--- Begin ---

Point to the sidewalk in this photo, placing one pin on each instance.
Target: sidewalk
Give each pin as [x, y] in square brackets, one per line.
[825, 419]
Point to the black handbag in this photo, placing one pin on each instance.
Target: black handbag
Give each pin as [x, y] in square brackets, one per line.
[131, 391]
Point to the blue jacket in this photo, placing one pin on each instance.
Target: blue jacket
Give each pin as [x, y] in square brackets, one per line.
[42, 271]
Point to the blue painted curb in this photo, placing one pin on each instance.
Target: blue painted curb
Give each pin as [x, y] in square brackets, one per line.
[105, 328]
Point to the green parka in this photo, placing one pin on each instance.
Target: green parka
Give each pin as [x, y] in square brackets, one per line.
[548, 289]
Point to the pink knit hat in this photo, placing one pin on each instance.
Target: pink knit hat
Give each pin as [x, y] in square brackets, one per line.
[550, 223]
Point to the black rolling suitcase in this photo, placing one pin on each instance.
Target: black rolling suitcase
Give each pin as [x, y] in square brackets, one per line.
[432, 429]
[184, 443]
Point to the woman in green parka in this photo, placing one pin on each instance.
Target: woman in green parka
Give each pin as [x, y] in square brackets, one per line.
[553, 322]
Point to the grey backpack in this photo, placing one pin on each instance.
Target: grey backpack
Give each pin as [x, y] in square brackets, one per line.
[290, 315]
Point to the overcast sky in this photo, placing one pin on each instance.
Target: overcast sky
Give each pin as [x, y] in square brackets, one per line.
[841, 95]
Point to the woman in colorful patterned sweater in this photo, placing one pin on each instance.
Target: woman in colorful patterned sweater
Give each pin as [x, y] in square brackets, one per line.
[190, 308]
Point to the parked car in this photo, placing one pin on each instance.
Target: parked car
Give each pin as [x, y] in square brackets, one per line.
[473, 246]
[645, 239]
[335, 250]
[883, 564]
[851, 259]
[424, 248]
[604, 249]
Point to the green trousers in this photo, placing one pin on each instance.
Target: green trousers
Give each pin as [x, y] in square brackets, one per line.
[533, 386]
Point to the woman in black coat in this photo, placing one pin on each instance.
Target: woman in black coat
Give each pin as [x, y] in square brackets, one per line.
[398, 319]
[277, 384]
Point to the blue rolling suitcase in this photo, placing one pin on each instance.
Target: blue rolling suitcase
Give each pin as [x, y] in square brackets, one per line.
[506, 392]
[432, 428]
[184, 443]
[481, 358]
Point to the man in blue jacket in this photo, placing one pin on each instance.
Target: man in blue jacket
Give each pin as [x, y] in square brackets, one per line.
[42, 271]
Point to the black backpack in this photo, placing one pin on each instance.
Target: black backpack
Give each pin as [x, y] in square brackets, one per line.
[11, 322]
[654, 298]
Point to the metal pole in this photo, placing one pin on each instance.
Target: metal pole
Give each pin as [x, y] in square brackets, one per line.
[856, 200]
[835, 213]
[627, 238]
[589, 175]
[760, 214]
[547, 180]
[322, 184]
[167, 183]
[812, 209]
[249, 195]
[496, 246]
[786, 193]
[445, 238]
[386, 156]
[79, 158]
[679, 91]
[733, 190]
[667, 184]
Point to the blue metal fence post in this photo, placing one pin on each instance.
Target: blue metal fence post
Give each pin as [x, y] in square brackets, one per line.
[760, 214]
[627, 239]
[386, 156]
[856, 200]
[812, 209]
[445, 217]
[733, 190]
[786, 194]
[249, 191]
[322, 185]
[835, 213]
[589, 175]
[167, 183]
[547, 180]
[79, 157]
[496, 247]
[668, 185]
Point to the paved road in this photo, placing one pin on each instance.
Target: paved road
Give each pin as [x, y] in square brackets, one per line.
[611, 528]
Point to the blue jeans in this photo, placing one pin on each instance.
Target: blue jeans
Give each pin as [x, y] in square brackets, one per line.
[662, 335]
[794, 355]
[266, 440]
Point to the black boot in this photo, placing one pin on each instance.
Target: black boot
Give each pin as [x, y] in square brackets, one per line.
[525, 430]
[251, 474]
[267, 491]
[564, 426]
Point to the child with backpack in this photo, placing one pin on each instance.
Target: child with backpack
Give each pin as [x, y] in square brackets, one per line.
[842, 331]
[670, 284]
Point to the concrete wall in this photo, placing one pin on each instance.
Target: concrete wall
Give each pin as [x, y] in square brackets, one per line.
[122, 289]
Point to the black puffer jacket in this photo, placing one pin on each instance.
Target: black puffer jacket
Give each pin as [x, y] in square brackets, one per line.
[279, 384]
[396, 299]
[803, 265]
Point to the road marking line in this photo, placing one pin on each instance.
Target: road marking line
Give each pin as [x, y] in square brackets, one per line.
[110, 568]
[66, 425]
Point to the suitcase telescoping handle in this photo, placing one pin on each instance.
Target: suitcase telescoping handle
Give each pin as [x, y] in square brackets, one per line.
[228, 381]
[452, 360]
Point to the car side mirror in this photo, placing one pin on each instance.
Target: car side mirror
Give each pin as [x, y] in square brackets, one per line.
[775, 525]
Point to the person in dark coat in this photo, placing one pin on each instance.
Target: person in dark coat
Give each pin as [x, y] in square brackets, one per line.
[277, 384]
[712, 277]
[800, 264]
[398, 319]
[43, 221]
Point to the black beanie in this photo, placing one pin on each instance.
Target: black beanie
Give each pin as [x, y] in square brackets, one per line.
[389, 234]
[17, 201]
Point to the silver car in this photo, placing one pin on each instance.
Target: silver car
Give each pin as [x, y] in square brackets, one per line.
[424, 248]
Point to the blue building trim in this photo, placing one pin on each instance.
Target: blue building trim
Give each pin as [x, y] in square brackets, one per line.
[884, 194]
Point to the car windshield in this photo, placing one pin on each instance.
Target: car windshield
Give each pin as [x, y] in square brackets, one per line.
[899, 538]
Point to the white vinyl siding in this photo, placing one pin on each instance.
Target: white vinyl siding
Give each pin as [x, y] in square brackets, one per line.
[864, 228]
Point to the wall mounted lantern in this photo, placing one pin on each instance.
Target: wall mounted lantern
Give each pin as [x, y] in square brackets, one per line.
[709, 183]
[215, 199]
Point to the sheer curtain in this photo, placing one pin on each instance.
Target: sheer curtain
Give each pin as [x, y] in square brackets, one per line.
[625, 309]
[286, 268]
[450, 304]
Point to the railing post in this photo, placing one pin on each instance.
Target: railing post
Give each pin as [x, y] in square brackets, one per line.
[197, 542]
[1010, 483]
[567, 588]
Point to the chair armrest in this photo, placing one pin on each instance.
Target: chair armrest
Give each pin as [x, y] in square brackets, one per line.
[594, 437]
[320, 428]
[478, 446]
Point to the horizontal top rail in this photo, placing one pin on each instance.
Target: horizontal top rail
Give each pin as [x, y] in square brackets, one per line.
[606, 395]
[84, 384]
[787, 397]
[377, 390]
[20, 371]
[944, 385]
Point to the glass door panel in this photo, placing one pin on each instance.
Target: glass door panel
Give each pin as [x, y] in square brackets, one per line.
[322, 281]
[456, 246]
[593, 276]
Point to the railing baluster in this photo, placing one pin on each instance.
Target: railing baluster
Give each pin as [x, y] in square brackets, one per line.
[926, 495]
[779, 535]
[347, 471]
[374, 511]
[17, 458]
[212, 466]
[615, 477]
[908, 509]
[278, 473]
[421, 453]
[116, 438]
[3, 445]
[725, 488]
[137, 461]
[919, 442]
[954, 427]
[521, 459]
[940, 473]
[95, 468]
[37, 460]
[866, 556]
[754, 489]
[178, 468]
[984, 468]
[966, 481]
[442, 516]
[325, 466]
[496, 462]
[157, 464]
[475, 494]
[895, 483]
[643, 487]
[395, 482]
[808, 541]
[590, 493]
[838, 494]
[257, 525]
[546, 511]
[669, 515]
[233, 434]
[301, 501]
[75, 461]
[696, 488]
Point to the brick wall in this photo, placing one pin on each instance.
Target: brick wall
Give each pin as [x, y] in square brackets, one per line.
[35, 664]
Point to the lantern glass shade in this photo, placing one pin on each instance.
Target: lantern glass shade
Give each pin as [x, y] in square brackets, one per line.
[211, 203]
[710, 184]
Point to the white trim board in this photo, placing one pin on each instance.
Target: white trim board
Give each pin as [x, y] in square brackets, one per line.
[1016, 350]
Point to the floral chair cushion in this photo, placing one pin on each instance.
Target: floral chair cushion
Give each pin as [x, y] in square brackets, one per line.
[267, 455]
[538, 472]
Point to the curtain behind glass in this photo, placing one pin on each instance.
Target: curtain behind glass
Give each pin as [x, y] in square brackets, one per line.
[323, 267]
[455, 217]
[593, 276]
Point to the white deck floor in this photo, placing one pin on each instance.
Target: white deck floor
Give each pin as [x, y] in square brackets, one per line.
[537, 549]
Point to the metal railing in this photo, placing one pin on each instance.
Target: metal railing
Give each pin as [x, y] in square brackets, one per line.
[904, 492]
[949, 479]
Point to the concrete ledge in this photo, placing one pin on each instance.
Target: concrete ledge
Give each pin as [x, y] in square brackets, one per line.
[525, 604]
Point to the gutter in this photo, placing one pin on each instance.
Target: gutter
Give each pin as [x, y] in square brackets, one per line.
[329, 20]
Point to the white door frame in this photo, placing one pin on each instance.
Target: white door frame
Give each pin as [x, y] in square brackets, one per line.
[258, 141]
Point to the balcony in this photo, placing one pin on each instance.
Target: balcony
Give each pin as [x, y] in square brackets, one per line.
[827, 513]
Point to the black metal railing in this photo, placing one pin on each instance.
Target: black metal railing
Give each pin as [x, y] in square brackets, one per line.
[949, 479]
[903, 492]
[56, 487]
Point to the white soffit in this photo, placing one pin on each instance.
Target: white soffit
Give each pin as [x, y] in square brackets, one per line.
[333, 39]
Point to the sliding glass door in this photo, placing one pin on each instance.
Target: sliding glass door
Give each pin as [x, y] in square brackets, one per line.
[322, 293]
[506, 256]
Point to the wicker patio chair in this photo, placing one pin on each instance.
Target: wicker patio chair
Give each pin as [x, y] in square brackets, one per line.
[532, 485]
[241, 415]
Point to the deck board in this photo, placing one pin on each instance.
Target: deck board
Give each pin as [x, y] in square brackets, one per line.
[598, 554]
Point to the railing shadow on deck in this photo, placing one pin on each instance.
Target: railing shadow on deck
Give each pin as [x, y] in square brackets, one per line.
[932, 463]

--- End ---

WHAT THIS TASK INVOLVES: Can you reproduce, word for word, every line of the rows above from the line containing "Point to the sliding" up to and including the final line?

COMPLETE ANSWER:
Point to the sliding glass door in this photo, placing one pin on each instance.
Target: sliding glass door
Give each pin as [x, y] in square brackets, one per line.
[322, 293]
[506, 256]
Point to the wicker patio chair in this photo, placing one pin on each instance.
Target: wicker patio chair
Give each pin as [x, y] in square brackets, one per line.
[532, 485]
[241, 415]
Point to the deck board in this photo, placing one pin on each instance.
Target: deck board
Give each pin as [x, y] in square brackets, one per line.
[598, 554]
Point to the railing shadow on deck in this photo, placing one pin on each instance.
Target: railing shadow on deck
Give each pin as [x, y] in square brackets, one per line.
[932, 463]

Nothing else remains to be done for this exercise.